Text segment Block Start

Moderated by Adam Martin, Vice President of The Hagerty Institute for Collector Vehicles.

Please note the new venue for this year:

The Monterey Convention Center
Ferrante Room
1 Portola Plaza
Monterey, CA 93940
Click here for parking information

14 Reader Comments

  • 1
    Gene Trusky PA August 8, 2014 at 11:51
    Continued interest in 50s and 60s MB SLs?
  • 2
    Christopher Adams Maryland August 13, 2014 at 15:09
    No comments
  • 3
    JD Singh United States August 13, 2014 at 16:17
    Excited to listen in.
  • 4
    Michael Heilmann Detroit August 13, 2014 at 17:28
    Early Porsche 911s are red hot and will get up to the 356 values as the market appreciates the fact that there are only 1000 911e Targas. Magnus Walker and Singer 911s will help feed the market hype.
  • 5
    b us August 13, 2014 at 18:14
    Well I can see the real young crowd like 30 or less really never cruised around. I have people I know of that generation that never go anywhere because of high fuel prices when they were in high school. It is a shame when kids have not been to towns 30 miles away. I own a classic as does my father. I am going to be cruising for a long time and hope to buy many unappreciated cars.
  • 6
    David The Bahamas August 14, 2014 at 13:35
    Dialing in from Nassau. Owner of a 993 Turbo, GMC Typhoon, Chrysler 300K Convertible Ram car and more.
  • 7
    Paul Castro Momterey August 14, 2014 at 03:01
    My son and I will be there.
  • 8
    Paul Castro Monterey August 14, 2014 at 03:03
    My son and I will be there.
  • 9
    Scott Tenn August 14, 2014 at 09:07
    I think that your high-performance cars will stay in high demand. The cars that will diminish will be the 'style' cars and the lesser-known brands that most younger people haven't heard of. Some of the 80's and early 90's cars are going to be getting more valuable as those are what middle-age people now were longing for when they were young.
  • 10
    L. F. Nirenberg Buckeye, Arizona August 14, 2014 at 11:26
    Driving since the early 60's I think back to the cars I wish I still owned. My first, unknown to me then, was my most exotic car, a 1959 Moretti 750 coupe. On this car I learned auto repair and maintenance. I.ve owned several Corvairs, Camaros, Firebirds, 280z, 2 Mercedes Benz, and still a 1977 Corvette. My teenage Newphew only knows "Rice Burners". (BLUE)
  • 11
    L. F. Nirenberg Buckeye, Arizona August 14, 2014 at 11:27
    Driving since the early 60's I think back to the cars I wish I still owned. My first, unknown to me then, was my most exotic car, a 1959 Moretti 750 coupe. On this car I learned auto repair and maintenance. I.ve owned several Corvairs, Camaros, Firebirds, 280z, 2 Mercedes Benz, and still a 1977 Corvette. My teenage Newphew only knows "Rice Burners". (BLUE)

Text segment Block End
Data shown Block Start

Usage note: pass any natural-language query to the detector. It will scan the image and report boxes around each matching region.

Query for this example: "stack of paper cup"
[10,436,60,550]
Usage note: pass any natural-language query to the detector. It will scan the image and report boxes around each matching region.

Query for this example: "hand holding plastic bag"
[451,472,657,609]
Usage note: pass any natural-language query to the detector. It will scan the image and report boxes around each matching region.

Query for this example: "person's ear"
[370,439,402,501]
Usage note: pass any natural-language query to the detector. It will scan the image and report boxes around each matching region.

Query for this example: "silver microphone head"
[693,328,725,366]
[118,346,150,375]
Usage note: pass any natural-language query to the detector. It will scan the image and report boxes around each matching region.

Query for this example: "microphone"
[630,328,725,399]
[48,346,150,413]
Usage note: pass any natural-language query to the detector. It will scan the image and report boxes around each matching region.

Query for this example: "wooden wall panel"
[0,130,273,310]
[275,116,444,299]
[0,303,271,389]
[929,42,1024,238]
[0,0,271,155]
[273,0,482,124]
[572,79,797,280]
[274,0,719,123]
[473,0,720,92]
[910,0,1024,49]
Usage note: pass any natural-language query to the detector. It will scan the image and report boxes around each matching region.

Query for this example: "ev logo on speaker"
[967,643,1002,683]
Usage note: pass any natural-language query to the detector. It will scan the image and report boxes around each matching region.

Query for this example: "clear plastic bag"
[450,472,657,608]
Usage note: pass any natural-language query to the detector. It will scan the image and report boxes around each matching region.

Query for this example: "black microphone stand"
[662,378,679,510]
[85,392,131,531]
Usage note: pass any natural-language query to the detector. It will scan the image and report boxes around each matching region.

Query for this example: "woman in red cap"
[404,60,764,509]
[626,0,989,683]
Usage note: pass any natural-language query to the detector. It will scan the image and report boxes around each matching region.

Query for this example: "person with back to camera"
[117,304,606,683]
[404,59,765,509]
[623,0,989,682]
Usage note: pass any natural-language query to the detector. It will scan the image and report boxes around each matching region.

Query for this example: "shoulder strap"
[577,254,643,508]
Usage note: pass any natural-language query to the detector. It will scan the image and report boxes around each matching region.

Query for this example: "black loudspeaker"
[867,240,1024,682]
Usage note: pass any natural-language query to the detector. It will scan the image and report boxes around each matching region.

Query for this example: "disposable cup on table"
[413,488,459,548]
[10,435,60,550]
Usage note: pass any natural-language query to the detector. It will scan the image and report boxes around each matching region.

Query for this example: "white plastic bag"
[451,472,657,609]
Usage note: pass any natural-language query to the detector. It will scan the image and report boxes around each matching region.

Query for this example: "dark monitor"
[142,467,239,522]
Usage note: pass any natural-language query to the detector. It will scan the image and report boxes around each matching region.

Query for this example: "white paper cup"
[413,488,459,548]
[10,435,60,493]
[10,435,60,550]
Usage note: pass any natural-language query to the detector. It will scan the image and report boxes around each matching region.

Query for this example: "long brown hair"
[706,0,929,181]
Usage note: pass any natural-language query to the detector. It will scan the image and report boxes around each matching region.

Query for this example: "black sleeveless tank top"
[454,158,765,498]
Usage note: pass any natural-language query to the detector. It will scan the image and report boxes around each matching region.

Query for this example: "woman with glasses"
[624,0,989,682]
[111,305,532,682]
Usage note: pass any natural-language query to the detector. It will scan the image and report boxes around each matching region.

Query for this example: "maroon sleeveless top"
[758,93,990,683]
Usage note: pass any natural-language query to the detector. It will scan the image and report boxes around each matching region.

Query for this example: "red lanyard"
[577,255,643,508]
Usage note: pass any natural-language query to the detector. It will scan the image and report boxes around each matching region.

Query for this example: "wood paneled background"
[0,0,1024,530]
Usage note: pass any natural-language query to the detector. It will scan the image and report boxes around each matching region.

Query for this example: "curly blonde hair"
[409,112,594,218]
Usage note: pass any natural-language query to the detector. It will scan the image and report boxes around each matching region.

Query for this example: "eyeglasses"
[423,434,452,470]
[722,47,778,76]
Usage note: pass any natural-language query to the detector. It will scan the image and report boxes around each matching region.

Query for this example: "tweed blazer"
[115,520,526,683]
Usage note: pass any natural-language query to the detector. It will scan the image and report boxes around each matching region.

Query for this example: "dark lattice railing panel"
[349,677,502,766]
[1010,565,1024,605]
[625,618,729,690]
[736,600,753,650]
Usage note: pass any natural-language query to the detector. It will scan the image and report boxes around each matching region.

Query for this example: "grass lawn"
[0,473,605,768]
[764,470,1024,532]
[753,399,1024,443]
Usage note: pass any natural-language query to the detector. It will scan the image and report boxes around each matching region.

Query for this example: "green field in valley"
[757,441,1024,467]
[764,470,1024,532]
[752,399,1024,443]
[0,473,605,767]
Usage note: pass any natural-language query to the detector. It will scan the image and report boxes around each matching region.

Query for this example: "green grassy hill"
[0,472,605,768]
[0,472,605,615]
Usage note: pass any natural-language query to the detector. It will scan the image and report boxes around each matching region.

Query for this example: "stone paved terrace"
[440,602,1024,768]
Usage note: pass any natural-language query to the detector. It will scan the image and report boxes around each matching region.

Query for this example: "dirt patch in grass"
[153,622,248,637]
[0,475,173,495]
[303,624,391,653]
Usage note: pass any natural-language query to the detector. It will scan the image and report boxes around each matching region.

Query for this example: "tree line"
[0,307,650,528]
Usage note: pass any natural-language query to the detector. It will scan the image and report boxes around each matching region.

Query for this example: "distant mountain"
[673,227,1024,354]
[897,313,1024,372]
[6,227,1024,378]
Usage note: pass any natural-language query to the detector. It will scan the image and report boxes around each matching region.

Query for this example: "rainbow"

Data shown Block End

_Exercise instructions_
1: Reproduce the event page from "The Monterey Convention" to "60s MB SLs?".
2: Render this sentence from the event page in Spanish: "It is a shame when kids have not been to towns 30 miles away."
Nothing in the listing is required here.

_Responses to the exercise_
1:
The Monterey Convention Center
Ferrante Room
1 Portola Plaza
Monterey, CA 93940
Click here for parking information

14 Reader Comments

  • 1
    Gene Trusky PA August 8, 2014 at 11:51
    Continued interest in 50s and 60s MB SLs?

2: Es una lástima que los chicos no hayan ido a pueblos que están a 30 millas de distancia.